TASK DESCRIPTION:
Update the lines starting at the one that contains "Mark every instance of the blue" and ending with the last line, putting "plants up front" wherever "foreground vegetation" appears and leaving everything else unchanged.

RECORDS FOR THIS EXERCISE:
--------------------

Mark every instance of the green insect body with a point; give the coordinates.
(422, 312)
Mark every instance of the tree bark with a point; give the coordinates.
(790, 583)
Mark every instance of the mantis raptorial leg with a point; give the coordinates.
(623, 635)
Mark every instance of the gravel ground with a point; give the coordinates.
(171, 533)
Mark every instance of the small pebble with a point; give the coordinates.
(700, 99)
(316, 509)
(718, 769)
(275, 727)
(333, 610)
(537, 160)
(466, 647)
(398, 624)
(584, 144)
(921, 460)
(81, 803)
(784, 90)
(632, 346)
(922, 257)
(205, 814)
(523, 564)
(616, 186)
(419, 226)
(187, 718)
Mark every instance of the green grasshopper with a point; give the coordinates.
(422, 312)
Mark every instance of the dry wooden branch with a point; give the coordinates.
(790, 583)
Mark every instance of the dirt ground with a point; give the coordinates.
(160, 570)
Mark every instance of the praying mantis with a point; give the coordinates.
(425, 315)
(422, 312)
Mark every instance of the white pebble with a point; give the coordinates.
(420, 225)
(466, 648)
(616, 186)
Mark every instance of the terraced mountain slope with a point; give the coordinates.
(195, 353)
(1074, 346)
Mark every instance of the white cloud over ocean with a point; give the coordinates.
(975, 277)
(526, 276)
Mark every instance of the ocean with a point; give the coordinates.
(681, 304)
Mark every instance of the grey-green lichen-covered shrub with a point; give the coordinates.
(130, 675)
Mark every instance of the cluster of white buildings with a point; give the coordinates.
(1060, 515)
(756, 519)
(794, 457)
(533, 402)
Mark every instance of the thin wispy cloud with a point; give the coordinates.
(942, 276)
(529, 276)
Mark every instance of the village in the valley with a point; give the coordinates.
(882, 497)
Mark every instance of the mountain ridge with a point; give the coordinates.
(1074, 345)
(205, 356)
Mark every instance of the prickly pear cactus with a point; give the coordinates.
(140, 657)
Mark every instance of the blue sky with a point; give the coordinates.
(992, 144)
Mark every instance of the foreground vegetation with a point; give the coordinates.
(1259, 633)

--------------------

FINISHED TASK:
Mark every instance of the blue sky with a point; give the coordinates.
(992, 144)
Mark every instance of the plants up front with a point; give the coordinates.
(1259, 633)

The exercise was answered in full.